I suspect this problem is meant to force the implementer to think about which data structure to use. It seems to be the case that many programming languages have the "most popular" data structure as one that only has cheap insertion/removal at one end (e.g., C++ std::vector, or Haskell's list). In this game, we need to be able to efficiently remove elements from one end and place them at the other. Haskell does have a data structure for that: Seq.
import D22input
-- p1 :: [Int]
-- p2 :: [Int]
import Data.Foldable (toList)
import qualified Data.List as List
import qualified Data.Maybe as Maybe
import Data.Sequence ((|>), ViewL((:<)), ViewR((:>)))
import qualified Data.Sequence as Seq
type GameState = (Seq.Seq Int, Seq.Seq Int)
playRound :: GameState -> GameState
playRound (d1, d2) =
let h1 = Seq.viewl d1
h2 = Seq.viewl d2
in case (h1, h2) of
(Seq.EmptyL, _) -> (d1, d2)
(_, Seq.EmptyL) -> (d1, d2)
(c1 :< c1s, c2 :< c2s) ->
if c1 < c2
then (c1s, c2s |> c2 |> c1)
else (c1s |> c1 |> c2, c2s)
steadyState :: Eq a => (a -> a) -> a -> a
steadyState f x
| f x == x = x
| otherwise = steadyState f (f x)
winningScore :: Seq.Seq Int -> Int
winningScore s = let n = Seq.length s
in sum $ zipWith (*) [n,n-1..1] (toList s)
solve :: Int
solve = let initialState = (Seq.fromList p1, Seq.fromList p2)
(end1, end2) = steadyState playRound initialState
in max (winningScore end1) (winningScore end2)
main :: IO ()
main = print $ solve
We represent the game state (the two decks, in order) as two sequences of integers. Extracting from the head and appending to the tail is slightly awkward (accomplished by viewl and the |> operator, respectively), but other than that, the playRound function, which advances the game by one round, is a straightforward transcription of the game rules.
One quirk is that, if the game is already over, we choose to return the state unchanged. This allows us to repurpose the steadyState function that we wrote in Day 11 to concisely obtain the end state of the game.
Computation of the final score is easily done with zipWith to perform the multiplication, and sum to obtain the final answer.

(Dataset excerpts on object pointing)
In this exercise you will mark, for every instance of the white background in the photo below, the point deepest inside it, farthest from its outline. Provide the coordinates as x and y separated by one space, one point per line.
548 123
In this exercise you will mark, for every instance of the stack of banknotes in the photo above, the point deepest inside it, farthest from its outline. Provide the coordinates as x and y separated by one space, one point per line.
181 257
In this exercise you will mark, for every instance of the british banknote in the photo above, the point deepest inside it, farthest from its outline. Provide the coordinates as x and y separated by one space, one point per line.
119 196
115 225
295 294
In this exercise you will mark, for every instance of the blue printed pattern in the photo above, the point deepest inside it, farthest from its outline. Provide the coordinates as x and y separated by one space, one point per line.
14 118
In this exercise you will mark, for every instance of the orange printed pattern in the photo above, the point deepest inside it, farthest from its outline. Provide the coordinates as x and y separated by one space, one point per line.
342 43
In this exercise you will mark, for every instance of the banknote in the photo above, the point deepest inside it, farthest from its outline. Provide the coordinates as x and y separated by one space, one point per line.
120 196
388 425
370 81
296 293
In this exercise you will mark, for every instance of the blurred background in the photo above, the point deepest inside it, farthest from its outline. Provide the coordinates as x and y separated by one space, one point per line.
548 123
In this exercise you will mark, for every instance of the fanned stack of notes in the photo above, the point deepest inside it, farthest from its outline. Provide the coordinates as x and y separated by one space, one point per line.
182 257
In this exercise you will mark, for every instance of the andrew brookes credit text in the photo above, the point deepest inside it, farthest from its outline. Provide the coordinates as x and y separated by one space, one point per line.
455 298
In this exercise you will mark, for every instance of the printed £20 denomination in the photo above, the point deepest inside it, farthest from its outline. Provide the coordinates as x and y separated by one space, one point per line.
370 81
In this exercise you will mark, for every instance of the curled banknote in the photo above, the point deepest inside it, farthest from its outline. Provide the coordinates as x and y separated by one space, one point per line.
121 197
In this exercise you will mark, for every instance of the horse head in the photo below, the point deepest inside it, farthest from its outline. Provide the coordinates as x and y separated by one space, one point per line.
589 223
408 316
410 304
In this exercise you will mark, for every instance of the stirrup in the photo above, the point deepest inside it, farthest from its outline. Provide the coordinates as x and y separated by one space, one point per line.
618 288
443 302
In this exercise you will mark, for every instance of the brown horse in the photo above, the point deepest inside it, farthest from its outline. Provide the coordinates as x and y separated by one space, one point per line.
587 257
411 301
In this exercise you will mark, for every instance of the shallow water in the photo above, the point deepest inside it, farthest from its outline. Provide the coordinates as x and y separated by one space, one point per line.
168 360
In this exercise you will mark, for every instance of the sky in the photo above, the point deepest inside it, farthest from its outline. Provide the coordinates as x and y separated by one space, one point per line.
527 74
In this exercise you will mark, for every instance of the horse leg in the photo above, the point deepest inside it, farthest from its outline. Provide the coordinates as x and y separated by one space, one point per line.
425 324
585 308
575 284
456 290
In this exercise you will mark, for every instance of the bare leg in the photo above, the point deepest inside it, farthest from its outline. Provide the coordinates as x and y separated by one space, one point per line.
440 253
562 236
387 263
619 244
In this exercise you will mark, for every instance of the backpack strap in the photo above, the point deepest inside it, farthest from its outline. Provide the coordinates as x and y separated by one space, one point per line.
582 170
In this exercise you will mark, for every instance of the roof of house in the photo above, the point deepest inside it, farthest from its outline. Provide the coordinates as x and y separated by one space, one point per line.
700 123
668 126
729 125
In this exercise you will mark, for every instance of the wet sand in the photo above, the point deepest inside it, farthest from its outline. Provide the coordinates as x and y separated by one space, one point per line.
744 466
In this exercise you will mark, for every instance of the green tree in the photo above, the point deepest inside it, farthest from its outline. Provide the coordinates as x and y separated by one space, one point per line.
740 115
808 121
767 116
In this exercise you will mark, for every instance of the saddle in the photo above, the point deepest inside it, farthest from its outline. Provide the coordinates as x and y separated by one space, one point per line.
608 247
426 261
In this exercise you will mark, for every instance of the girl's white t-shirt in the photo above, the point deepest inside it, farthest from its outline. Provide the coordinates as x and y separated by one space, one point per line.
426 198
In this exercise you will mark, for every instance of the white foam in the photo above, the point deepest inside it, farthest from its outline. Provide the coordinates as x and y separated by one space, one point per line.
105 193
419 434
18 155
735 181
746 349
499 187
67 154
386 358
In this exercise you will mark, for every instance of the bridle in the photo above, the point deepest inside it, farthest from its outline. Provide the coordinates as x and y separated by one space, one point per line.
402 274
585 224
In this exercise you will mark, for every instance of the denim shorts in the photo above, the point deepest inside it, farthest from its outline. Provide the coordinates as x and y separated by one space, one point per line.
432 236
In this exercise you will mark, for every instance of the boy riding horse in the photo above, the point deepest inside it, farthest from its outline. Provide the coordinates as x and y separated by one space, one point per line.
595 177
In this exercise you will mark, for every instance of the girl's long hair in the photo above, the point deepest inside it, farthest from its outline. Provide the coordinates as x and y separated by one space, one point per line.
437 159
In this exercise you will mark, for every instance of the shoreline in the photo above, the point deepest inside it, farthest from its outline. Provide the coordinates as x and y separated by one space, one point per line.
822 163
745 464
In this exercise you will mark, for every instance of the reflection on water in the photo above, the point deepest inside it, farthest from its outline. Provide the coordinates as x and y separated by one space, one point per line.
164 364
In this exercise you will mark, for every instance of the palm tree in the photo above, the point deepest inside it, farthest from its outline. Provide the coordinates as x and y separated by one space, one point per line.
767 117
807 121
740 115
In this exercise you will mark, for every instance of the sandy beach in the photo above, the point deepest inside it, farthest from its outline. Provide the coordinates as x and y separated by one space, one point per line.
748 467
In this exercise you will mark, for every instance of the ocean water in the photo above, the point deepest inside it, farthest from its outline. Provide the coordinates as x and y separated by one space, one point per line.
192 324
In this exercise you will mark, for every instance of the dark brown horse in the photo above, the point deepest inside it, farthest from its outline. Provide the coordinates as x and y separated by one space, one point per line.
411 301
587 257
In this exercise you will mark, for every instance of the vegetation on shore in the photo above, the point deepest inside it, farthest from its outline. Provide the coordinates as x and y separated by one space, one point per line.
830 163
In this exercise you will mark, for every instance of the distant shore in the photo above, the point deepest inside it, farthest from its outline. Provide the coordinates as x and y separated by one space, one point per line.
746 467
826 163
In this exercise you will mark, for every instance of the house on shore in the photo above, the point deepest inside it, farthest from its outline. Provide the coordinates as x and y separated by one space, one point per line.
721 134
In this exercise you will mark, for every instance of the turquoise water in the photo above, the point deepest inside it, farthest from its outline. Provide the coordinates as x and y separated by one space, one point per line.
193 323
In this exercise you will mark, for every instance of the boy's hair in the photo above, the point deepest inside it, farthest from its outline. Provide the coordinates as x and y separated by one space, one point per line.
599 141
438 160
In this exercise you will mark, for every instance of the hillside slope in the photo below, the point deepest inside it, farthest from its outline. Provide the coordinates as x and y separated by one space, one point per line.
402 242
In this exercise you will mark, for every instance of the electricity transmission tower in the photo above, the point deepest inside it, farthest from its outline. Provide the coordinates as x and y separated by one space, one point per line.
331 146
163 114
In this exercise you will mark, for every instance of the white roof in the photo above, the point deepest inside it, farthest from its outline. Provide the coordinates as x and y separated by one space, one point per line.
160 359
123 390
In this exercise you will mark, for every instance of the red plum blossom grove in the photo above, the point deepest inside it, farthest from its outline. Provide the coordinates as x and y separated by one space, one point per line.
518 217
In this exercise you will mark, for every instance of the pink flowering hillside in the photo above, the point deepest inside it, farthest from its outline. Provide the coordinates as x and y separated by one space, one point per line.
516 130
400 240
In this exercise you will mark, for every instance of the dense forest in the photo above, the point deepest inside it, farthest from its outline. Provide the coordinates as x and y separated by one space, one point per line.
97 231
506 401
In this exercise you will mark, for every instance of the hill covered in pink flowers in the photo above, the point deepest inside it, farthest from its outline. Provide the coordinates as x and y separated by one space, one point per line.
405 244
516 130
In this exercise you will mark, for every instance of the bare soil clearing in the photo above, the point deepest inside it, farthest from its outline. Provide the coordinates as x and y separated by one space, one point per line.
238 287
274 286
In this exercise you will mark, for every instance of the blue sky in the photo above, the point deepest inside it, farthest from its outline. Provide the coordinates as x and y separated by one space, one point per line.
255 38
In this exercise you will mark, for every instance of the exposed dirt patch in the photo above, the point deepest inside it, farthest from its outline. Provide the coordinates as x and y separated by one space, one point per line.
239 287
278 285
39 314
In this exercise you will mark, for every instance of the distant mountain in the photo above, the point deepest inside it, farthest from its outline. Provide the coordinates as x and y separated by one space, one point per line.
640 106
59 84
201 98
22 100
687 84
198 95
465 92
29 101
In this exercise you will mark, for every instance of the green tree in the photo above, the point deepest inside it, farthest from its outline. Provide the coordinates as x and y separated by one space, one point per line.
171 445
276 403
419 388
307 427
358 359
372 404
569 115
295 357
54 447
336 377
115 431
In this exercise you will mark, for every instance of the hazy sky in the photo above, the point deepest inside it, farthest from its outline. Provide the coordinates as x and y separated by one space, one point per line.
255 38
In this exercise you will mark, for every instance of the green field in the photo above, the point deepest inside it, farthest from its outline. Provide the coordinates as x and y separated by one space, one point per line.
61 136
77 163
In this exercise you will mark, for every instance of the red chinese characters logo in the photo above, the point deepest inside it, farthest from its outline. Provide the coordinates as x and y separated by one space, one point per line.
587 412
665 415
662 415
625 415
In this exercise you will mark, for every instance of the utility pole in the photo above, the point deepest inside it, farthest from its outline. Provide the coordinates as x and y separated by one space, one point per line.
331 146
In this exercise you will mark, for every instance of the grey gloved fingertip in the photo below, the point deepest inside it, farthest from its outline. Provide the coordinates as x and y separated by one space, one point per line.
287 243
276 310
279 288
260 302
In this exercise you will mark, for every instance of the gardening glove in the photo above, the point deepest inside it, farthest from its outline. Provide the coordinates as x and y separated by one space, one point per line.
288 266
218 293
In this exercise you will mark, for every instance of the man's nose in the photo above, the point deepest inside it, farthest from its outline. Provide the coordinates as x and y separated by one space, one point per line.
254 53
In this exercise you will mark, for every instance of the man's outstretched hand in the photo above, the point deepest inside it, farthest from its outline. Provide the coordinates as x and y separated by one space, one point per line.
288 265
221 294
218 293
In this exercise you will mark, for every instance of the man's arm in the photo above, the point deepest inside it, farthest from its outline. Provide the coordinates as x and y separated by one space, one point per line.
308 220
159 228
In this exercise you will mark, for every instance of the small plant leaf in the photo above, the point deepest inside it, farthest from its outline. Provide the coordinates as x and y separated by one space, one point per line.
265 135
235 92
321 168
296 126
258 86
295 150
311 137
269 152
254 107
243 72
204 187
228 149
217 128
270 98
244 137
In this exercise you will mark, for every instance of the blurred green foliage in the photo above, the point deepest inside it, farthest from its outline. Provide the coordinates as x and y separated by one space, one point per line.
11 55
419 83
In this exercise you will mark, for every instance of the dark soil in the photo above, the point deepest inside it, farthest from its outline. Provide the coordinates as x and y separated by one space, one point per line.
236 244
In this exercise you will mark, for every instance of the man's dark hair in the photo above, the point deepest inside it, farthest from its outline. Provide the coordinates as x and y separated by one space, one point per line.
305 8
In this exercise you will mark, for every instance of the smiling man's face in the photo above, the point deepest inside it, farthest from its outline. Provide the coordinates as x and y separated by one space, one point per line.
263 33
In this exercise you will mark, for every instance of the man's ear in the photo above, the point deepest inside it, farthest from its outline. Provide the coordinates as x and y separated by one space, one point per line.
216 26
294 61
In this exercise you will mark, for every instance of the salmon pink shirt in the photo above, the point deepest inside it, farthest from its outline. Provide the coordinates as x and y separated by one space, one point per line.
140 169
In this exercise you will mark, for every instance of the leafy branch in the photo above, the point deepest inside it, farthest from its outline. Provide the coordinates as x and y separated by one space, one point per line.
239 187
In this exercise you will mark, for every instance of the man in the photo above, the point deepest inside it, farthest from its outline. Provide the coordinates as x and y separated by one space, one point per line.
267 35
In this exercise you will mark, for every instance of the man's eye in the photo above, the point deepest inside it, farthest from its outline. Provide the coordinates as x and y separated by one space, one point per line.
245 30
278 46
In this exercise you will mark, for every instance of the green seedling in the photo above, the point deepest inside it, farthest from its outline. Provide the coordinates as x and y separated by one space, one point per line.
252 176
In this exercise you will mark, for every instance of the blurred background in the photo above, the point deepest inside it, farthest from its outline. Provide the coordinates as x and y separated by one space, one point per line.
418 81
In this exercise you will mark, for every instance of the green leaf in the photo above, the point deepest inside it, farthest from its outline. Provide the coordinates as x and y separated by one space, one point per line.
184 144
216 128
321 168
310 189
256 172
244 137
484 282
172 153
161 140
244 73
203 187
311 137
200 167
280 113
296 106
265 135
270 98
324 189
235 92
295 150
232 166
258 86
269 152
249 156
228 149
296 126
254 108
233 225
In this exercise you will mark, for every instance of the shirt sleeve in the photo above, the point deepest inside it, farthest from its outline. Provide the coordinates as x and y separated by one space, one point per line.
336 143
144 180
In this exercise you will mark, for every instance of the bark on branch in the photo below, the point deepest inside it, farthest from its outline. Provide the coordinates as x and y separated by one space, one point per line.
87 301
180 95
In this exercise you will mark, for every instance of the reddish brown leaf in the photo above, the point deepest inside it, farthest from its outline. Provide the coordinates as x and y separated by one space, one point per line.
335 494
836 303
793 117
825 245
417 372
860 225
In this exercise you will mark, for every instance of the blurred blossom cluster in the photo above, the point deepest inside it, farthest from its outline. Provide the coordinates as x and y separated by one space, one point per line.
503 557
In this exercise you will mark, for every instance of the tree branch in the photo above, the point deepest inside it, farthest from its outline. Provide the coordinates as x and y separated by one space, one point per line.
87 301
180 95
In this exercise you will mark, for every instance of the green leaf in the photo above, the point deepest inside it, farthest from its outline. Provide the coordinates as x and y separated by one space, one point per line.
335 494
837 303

## INSTRUCTION A
Decide whether each statement agrees with the Haskell excerpt, answering yes or no and quoting the words that settle it: (i) Haskell offers a data structure that supports efficient removal at one end and placement at the other; (ii) the playRound function raises an error when the game is already over; (iii) the final score is computed with foldr.
## INSTRUCTION B
Show every line of the listing that contains the word "branch".
The Haskell excerpt and the listing were taken from separate sources.

## TASK SOLUTION A
(i) Yes: "Haskell does have a data structure for that: Seq."
(ii) No: "if the game is already over, we choose to return the state unchanged."
(iii) No: "Computation of the final score is easily done with zipWith to perform the multiplication, and sum to obtain the final answer."

## TASK SOLUTION B
In this exercise you will mark, for every instance of the leafy branch in the photo above, the point deepest inside it, farthest from its outline. Provide the coordinates as x and y separated by one space, one point per line.
In this exercise you will mark, for every instance of the bark on branch in the photo below, the point deepest inside it, farthest from its outline. Provide the coordinates as x and y separated by one space, one point per line.
In this exercise you will mark, for every instance of the tree branch in the photo above, the point deepest inside it, farthest from its outline. Provide the coordinates as x and y separated by one space, one point per line.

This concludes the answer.